▶ Problem
Reproduce the data in full, exactly as given, leaving images out.

Dataset entries:
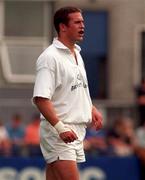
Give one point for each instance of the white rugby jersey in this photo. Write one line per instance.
(64, 82)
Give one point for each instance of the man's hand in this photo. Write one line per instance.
(65, 132)
(97, 118)
(68, 136)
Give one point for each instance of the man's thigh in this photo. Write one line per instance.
(64, 170)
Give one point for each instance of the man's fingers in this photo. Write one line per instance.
(68, 136)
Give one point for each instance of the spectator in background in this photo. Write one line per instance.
(16, 133)
(32, 138)
(5, 145)
(140, 133)
(140, 92)
(121, 137)
(95, 142)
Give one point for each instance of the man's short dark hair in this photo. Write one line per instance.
(61, 16)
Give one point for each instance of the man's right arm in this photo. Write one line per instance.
(45, 106)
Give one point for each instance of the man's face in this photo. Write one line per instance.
(75, 27)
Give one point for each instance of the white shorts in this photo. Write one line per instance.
(53, 148)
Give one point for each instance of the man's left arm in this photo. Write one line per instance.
(97, 119)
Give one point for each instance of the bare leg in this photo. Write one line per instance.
(62, 170)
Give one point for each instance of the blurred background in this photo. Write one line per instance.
(114, 54)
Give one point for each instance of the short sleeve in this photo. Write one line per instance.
(47, 77)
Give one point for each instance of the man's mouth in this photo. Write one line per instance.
(81, 32)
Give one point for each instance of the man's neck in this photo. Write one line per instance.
(67, 43)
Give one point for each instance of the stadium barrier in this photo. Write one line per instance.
(96, 168)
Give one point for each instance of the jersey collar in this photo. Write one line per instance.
(60, 45)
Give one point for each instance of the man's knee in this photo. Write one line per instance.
(66, 170)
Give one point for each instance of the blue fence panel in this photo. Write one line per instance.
(95, 168)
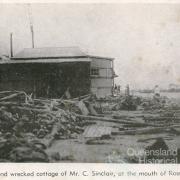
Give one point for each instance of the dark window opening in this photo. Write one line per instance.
(95, 71)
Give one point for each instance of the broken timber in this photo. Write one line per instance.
(105, 119)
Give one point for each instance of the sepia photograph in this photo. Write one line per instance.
(90, 83)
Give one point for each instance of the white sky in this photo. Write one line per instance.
(144, 39)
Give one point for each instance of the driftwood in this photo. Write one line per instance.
(146, 130)
(10, 96)
(105, 119)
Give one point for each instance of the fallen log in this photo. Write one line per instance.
(145, 130)
(105, 119)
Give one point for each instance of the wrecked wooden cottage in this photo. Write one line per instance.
(50, 72)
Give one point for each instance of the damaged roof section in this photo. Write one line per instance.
(50, 52)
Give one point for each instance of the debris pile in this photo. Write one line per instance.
(28, 126)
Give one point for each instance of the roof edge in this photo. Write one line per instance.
(101, 57)
(62, 57)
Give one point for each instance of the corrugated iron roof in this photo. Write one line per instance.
(50, 60)
(50, 52)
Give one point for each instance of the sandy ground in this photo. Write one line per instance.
(112, 150)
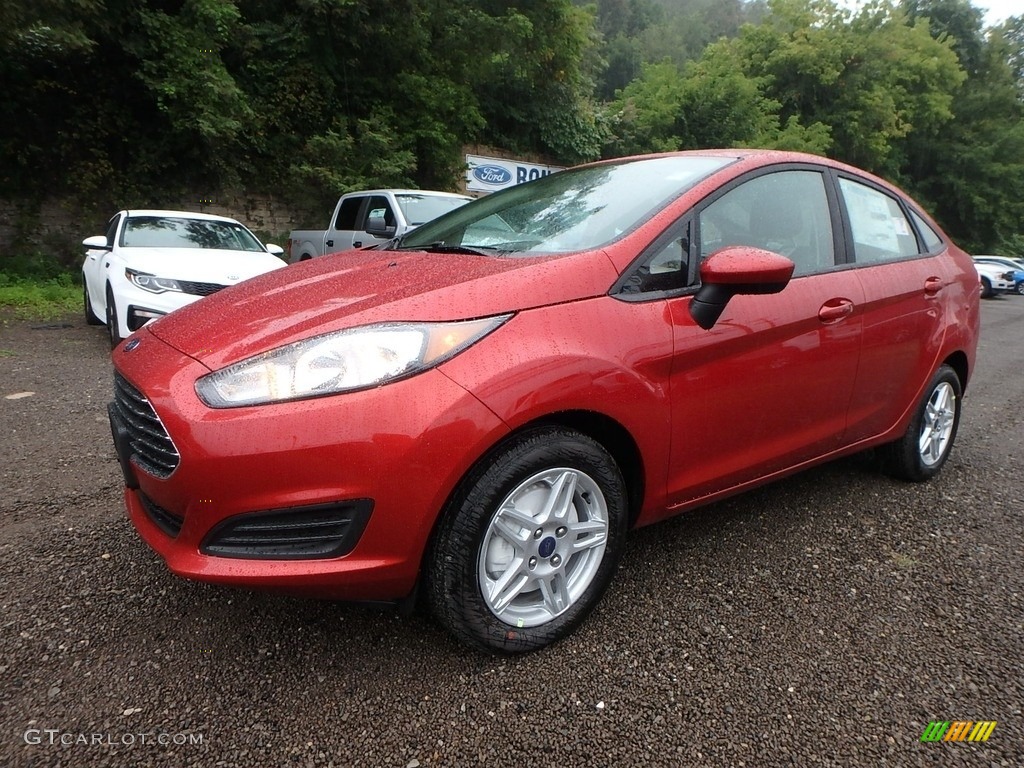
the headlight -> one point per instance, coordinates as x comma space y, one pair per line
341, 361
152, 283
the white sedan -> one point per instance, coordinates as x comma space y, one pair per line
993, 279
153, 262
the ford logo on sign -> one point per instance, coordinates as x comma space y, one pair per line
492, 174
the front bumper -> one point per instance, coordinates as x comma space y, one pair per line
387, 458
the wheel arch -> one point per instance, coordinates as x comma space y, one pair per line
958, 363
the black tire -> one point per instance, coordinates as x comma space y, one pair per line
920, 454
556, 592
112, 320
90, 316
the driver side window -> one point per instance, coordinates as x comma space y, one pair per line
784, 212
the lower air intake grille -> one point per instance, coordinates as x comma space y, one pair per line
169, 522
200, 289
299, 534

▶ Answer to this problem
Give one point for each instance of the white rugby jersey in this photo. Write one line per instance.
(64, 82)
Give one point for each instance of the man's hand in this photo. Write one line per instance.
(65, 132)
(97, 118)
(68, 136)
Give one point for each instance of the man's thigh in this photo. Write one line per instance.
(64, 170)
Give one point for each instance of the man's fingers in this photo. Write one line per instance.
(68, 136)
Give one point for each instance of the spectator in background in this photo. Write one line per instance.
(16, 133)
(32, 138)
(5, 145)
(140, 133)
(140, 92)
(121, 137)
(95, 142)
Give one point for each instance of the man's short dark hair in this photo. Write one line per instance.
(61, 16)
Give one point for each instance of the man's right arm in this photo. Write one line per instance.
(45, 106)
Give one point for each instance of the man's face in this photo. Write one line per instance.
(75, 27)
Give one point for each instance of the white shorts in this photo. Write one line per instance.
(53, 148)
Give one point for each instance of the man's left arm in this photo. Write one line per instance.
(97, 119)
Give one point for each instance of the bare leg in this photo. Write one line per instance.
(62, 170)
Give one point for each instance of the blurred background in this photo. Write one line per instance.
(114, 54)
Give one point for each instance of the short sleeve in this photo. Write one line per instance.
(47, 77)
Give one point for each instance of the man's mouth in this photo. Write one line per instance.
(81, 32)
Give one point for each instance of the man's neck in this photo. Write one line per instance.
(67, 43)
Give one point for each instance of the stadium barrier in this photo. Write one line per instance.
(96, 168)
Give one point for each instance of the jersey collar in this photo. Write one line per instance.
(60, 45)
Give one point for each instance of the man's knee in this photo. Write one line per instance.
(66, 170)
Give one point for each instance of the blue fence panel in this photo. Write one line per instance.
(95, 168)
Give one point for each instance of the dark window opening in this photo. Write one line per instance.
(95, 71)
Give one point for each instance of the broken timber in this photo. Write one line per instance.
(105, 119)
Give one point for each instance of the sepia photograph in this photo. Write one line per instance.
(90, 83)
Give one point for each instance of the white sky in this photo. Write one line per instance.
(144, 39)
Give one point for each instance of the driftwood in this photo. Write one line per instance.
(146, 130)
(10, 96)
(105, 119)
Give one point for each instance of the fallen log in this photo. Write one line per instance.
(145, 130)
(105, 119)
Give one point for each instance of the wrecked wooden cottage in this photo. Write one line per instance.
(50, 72)
Give one point for each instance of the damaged roof section in this photo. Write one line per instance.
(50, 52)
Give one point for each instance of the debris pile in this photo. Write one line per instance.
(28, 126)
Give one point for each instance of the roof edge in this photo. Write one line per instance.
(101, 57)
(62, 57)
Give one point for each instance of the corrugated iron roof in this photo. Write one line per instance.
(50, 60)
(50, 52)
Give one point for each instance of the sandy ground in this photo. Write one line per instance.
(112, 150)
the headlight -> one point per instance, coordinates as x comma space y, one pair per line
341, 361
152, 283
the white sedan -> one point per instance, coordinates as x comma space y, one pair per line
993, 279
153, 262
the ford logo on sign -> one point per instance, coordinates as x comma space y, one pair per line
492, 174
the front bumper -> one point per instance, coordinates as x comma space y, one pair per line
387, 458
the wheel arch -> one point per instance, coordinates as x comma space y, one pair per line
958, 363
the black tire -> one point per instance, coordinates as x comma space y, one pair per line
920, 454
556, 592
112, 320
90, 316
the driver side window -> one point per instance, coordinates as x comma space y, one pair per line
784, 212
the lower air intake grille -> one point per instance, coordinates as x comma space y, one pair per line
169, 522
200, 289
299, 534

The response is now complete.